## Task requirements
Could you copy out the passage below on the China-Pakistan Economic Corridor word for word, from its byline to its final sentence?

## Text extract
───

By Phillip Orchard
As Beijing planned it, Pakistan was to be the centerpiece of its sprawling Belt and Road Initiative. Centered on what’s being called the China-Pakistan Economic Corridor, China has pledged backing for some $62 billion in port, road, rail and other projects along a 1,700-mile (2,700-kilometer) belt connecting a deep-water port at Gwadar to Kashgar in the western Chinese region of Xinjiang. CPEC embodies Belt and Road’s grandest strategic and economic ambitions. If successful, it would open a critical trading route to the Indian Ocean, allowing China to bypass chokepoints in the Pacific. It would help modernize underdeveloped economies in remote, restive regions of China, expand China’s commercial influence, pull Pakistan more firmly into its orbit, and counterbalance India’s warming military relationship with the U.S. and its allies.

───

## Entries provided
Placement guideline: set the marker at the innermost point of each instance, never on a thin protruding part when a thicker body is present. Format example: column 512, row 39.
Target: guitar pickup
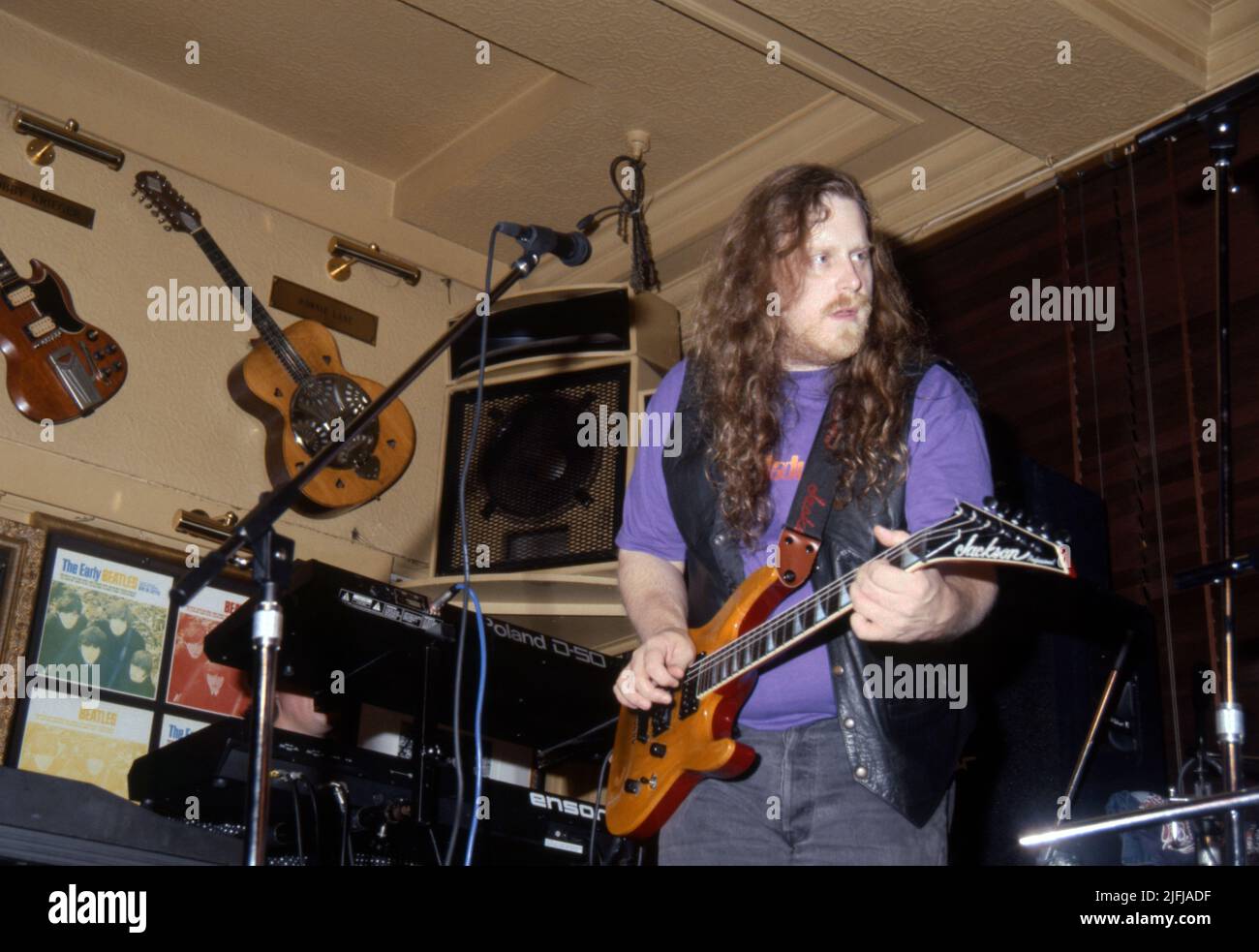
column 19, row 296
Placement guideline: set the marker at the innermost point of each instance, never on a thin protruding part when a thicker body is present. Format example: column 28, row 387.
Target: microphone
column 571, row 248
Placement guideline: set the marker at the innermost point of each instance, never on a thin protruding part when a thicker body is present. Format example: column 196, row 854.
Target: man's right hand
column 655, row 665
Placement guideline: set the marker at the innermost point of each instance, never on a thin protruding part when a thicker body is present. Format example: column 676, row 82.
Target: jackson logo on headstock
column 970, row 549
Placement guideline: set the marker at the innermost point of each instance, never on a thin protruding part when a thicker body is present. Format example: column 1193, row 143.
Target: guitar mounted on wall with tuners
column 293, row 381
column 59, row 367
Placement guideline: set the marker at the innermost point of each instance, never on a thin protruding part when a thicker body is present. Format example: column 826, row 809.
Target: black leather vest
column 903, row 750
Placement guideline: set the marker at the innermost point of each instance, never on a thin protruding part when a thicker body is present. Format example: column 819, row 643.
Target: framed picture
column 21, row 558
column 112, row 672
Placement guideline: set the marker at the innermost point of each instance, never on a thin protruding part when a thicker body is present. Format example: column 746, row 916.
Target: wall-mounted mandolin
column 661, row 754
column 59, row 367
column 293, row 381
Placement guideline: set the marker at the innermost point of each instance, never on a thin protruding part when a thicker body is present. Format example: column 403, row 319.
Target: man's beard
column 831, row 342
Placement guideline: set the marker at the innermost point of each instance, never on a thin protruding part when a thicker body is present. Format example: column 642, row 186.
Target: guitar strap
column 814, row 499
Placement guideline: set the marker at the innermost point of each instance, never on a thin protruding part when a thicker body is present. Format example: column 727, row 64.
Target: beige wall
column 172, row 437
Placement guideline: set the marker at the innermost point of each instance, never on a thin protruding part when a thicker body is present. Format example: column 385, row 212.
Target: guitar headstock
column 995, row 534
column 155, row 193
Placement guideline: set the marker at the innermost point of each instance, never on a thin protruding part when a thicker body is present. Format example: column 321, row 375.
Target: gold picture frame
column 21, row 552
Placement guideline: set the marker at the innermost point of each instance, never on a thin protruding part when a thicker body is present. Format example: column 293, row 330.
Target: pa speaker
column 552, row 457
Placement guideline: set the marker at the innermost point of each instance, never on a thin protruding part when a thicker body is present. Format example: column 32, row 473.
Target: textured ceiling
column 969, row 88
column 996, row 64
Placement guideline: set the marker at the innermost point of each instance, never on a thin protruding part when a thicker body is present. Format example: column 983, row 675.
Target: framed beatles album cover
column 112, row 671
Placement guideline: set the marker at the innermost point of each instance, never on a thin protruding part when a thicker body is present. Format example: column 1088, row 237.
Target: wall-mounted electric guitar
column 59, row 367
column 661, row 754
column 297, row 385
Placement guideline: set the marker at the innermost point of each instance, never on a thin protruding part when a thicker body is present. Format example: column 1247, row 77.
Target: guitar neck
column 8, row 273
column 967, row 537
column 271, row 331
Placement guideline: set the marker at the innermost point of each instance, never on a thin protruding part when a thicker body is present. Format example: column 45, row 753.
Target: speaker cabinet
column 541, row 495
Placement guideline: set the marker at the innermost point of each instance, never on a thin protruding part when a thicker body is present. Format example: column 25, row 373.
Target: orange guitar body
column 659, row 755
column 262, row 386
column 697, row 745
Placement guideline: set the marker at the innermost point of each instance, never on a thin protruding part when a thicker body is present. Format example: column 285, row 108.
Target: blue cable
column 476, row 724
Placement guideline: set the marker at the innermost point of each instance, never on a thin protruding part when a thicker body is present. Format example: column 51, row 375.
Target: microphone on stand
column 571, row 248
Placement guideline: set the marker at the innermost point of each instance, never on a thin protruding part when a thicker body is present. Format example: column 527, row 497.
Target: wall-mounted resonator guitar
column 296, row 384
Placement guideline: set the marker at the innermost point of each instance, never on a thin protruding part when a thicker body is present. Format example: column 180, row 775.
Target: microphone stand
column 1220, row 120
column 273, row 557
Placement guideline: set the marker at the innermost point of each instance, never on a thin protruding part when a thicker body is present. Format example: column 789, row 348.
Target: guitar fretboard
column 968, row 536
column 8, row 276
column 271, row 332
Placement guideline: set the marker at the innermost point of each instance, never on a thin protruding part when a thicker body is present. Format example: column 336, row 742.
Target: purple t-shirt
column 948, row 461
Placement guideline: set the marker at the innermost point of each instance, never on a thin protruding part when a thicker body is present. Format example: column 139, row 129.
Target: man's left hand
column 890, row 603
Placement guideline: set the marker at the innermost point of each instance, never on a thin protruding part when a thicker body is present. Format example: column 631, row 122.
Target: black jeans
column 798, row 806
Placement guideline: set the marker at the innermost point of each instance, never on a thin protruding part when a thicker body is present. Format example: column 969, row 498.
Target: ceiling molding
column 491, row 137
column 1172, row 33
column 142, row 114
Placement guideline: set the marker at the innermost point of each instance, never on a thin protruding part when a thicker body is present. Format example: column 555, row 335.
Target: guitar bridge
column 76, row 381
column 691, row 689
column 661, row 717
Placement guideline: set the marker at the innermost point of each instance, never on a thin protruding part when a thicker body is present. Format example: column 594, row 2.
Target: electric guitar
column 59, row 367
column 298, row 386
column 661, row 754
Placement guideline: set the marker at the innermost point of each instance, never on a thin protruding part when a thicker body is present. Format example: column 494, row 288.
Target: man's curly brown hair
column 737, row 351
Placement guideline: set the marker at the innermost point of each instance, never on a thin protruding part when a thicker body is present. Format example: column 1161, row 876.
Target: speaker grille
column 536, row 496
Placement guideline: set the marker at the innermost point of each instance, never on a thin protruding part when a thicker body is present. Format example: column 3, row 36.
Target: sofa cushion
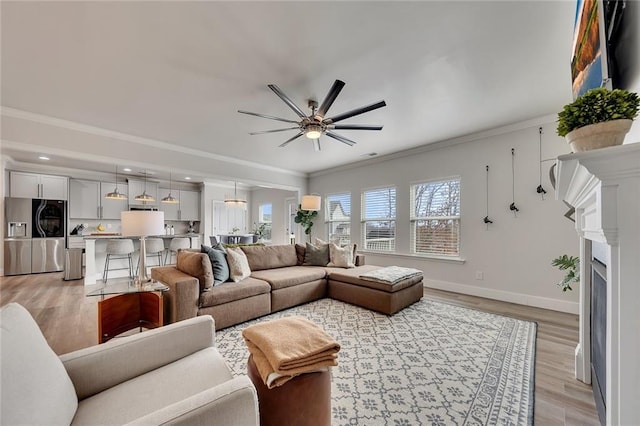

───

## Answer to the problem
By Phillip Orchard
As Beijing planned it, Pakistan was to be the centerpiece of its sprawling Belt and Road Initiative. Centered on what’s being called the China-Pakistan Economic Corridor, China has pledged backing for some $62 billion in port, road, rail and other projects along a 1,700-mile (2,700-kilometer) belt connecting a deep-water port at Gwadar to Kashgar in the western Chinese region of Xinjiang. CPEC embodies Belt and Road’s grandest strategic and economic ambitions. If successful, it would open a critical trading route to the Indian Ocean, allowing China to bypass chokepoints in the Pacific. It would help modernize underdeveloped economies in remote, restive regions of China, expand China’s commercial influence, pull Pakistan more firmly into its orbit, and counterbalance India’s warming military relationship with the U.S. and its allies.